**TASK DIRECTIONS**
Scan the material and copy every line in which "pitcher" appears.

**RECORDS PROVIDED**
== Segment start ==

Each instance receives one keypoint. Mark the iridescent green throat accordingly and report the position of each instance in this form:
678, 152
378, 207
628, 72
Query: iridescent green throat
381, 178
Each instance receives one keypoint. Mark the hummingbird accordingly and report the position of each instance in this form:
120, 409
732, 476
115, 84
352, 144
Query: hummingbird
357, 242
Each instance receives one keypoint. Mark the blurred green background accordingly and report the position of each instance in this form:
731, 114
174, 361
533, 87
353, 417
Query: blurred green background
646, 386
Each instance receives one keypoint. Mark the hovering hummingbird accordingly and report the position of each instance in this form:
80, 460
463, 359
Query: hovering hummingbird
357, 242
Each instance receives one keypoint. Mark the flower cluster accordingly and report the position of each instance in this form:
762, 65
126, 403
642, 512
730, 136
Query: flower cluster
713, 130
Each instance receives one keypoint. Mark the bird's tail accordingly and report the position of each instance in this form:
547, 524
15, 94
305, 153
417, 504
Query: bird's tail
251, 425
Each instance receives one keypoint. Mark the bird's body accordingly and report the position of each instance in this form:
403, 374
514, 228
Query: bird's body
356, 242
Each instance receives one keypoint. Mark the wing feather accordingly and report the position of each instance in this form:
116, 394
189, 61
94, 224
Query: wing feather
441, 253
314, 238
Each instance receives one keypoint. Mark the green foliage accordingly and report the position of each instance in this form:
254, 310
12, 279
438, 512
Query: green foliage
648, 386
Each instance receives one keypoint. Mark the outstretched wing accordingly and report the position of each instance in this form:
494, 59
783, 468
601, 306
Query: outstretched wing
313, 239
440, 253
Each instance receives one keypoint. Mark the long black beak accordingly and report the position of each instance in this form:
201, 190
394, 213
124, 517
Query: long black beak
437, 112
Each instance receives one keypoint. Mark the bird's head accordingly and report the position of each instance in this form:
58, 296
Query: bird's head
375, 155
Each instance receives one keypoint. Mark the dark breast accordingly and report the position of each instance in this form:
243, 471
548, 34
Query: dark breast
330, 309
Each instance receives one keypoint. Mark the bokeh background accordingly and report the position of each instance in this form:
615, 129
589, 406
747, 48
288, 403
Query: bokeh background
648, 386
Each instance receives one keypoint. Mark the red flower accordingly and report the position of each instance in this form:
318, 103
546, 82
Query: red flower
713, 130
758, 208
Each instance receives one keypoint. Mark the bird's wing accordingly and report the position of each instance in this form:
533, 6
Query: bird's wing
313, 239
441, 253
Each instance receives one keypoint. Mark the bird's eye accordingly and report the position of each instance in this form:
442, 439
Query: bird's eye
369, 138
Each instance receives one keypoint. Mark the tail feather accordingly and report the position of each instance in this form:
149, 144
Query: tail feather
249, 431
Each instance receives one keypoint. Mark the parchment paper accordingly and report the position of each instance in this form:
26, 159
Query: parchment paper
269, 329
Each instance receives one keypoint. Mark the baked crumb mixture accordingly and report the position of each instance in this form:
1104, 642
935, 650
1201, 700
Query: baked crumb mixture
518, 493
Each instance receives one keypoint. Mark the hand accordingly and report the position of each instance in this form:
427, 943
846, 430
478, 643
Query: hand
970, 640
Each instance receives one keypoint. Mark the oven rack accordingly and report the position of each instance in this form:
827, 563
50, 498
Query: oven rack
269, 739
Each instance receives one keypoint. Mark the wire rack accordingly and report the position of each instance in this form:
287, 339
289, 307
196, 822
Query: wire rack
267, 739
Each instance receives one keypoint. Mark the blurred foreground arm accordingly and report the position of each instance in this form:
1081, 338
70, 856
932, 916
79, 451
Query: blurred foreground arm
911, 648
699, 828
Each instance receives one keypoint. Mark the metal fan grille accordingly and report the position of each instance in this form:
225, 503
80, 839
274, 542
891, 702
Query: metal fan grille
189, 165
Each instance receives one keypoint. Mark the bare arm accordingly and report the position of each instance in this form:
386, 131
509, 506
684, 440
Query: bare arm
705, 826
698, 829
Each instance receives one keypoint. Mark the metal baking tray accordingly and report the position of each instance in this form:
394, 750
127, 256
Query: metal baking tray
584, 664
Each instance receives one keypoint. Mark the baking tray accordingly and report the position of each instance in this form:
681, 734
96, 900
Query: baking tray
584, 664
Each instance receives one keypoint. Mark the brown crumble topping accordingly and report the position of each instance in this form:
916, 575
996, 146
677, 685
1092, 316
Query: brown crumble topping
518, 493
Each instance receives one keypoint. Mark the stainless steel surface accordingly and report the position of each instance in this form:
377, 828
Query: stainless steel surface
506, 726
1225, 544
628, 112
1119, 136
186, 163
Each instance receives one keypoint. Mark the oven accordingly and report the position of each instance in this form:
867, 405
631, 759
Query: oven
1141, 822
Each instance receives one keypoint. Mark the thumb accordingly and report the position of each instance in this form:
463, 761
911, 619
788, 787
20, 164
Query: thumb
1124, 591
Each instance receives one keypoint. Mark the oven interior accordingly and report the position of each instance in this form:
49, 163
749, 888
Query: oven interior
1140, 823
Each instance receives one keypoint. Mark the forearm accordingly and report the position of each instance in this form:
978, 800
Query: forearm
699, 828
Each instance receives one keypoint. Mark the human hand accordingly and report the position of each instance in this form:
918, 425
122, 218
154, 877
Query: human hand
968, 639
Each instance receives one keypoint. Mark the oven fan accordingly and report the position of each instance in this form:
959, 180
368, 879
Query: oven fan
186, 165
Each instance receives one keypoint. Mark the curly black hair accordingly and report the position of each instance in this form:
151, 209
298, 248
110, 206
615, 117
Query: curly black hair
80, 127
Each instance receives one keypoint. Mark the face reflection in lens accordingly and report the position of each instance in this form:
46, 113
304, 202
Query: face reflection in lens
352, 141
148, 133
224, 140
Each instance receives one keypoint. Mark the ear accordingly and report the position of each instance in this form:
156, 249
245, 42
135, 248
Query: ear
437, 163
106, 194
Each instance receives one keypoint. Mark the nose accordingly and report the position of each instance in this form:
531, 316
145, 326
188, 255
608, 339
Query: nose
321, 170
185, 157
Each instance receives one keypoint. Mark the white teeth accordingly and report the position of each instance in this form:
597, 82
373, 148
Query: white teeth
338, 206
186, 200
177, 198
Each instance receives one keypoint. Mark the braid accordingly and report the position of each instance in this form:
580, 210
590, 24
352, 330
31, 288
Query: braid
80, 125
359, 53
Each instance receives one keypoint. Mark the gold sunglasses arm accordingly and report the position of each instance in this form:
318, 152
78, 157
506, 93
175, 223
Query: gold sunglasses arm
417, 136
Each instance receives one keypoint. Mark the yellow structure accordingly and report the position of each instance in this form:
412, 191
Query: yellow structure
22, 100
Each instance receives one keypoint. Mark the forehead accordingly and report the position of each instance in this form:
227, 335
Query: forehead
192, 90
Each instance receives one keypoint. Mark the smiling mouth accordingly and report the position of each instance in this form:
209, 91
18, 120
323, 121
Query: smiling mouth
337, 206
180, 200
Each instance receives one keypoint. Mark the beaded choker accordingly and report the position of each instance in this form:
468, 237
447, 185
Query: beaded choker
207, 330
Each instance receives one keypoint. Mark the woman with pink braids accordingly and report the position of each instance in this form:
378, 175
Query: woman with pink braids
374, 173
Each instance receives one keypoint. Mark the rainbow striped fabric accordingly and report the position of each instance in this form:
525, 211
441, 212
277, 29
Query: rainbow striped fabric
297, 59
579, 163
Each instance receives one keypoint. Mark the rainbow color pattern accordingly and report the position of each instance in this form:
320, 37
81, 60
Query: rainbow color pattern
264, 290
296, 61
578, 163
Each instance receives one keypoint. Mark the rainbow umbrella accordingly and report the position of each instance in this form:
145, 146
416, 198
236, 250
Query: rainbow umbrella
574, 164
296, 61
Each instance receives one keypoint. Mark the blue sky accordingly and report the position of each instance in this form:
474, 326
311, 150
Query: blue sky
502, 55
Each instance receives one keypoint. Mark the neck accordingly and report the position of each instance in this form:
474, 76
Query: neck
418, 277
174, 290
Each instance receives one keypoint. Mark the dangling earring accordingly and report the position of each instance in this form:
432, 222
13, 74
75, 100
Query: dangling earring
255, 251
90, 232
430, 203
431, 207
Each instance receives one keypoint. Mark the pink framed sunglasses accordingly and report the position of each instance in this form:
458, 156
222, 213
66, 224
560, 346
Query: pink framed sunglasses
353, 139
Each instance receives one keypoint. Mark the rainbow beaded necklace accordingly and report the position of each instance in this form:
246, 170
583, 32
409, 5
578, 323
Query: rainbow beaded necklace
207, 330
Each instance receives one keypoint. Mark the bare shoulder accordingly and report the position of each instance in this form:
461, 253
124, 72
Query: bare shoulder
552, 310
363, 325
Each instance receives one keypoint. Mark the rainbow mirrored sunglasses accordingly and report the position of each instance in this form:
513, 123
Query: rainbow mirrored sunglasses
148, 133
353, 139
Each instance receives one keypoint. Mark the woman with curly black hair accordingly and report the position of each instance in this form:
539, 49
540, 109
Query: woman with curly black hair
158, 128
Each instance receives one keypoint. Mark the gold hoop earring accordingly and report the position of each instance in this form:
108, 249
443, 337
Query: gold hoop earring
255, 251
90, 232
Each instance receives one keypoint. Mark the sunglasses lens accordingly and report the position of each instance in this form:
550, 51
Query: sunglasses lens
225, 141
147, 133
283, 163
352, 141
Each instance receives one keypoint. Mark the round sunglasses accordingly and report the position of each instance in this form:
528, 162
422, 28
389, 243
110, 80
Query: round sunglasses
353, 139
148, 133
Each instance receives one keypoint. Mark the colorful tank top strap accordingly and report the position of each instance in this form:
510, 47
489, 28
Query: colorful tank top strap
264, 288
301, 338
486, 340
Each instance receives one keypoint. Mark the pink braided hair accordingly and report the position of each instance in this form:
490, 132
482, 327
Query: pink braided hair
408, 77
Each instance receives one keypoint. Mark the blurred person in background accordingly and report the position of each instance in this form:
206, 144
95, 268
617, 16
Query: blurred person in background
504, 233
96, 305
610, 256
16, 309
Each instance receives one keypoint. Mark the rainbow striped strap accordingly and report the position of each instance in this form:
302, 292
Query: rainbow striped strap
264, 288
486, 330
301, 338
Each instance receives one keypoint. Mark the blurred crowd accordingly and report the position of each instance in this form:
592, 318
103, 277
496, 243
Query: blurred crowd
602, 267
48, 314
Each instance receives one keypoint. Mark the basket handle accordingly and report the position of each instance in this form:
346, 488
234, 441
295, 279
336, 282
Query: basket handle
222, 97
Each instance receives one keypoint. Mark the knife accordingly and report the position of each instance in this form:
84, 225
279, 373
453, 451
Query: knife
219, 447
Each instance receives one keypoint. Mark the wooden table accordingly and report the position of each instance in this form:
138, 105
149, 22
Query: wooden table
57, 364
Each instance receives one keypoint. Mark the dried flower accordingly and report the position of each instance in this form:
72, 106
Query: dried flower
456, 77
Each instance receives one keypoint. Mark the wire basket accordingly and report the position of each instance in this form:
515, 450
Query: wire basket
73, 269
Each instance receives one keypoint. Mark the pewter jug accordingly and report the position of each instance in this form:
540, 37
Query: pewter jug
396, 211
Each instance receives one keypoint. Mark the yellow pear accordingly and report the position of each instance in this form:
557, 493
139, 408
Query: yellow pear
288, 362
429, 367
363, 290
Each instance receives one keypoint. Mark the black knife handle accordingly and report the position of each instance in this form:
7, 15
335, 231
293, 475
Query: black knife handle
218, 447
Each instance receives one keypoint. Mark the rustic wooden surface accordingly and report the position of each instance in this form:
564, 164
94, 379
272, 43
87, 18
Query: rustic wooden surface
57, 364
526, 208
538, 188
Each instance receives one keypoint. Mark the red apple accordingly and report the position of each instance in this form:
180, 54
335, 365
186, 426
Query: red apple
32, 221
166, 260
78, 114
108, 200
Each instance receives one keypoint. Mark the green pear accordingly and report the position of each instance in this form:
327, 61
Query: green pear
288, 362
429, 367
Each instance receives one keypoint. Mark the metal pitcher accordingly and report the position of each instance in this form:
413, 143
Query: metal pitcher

== Segment end ==

**TASK RESULT**
Each instance receives one keypoint. Mark the metal pitcher accordingly and report the position of each instance in this form:
Query: metal pitcher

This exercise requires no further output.